**Tarea:** Reproduzca únicamente las líneas comprendidas entre la que contiene "Would you be so kind as to point out the metal" y la que contiene "Would you be so kind as to point out the black", ambas incluidas, sustituyendo "point out" por "indicate" y sin modificar nada más.

---------- Material proporcionado ----------

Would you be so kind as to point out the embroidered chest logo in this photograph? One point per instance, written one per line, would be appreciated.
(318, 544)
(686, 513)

----------
---------- Material proporcionado ----------

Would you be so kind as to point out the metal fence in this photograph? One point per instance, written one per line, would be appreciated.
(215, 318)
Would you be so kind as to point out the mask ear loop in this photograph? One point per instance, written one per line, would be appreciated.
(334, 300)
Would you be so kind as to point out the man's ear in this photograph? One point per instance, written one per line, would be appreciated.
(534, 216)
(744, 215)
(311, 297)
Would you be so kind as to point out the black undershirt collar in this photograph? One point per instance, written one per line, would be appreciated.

----------

**Respuesta esperada:**
Would you be so kind as to indicate the metal fence in this photograph? One point per instance, written one per line, would be appreciated.
(215, 318)
Would you be so kind as to indicate the mask ear loop in this photograph? One point per instance, written one per line, would be appreciated.
(334, 300)
Would you be so kind as to indicate the man's ear in this photograph? One point per instance, written one per line, would be appreciated.
(534, 216)
(744, 215)
(311, 297)
Would you be so kind as to indicate the black undershirt collar in this photograph? One point per instance, written one per line, would be appreciated.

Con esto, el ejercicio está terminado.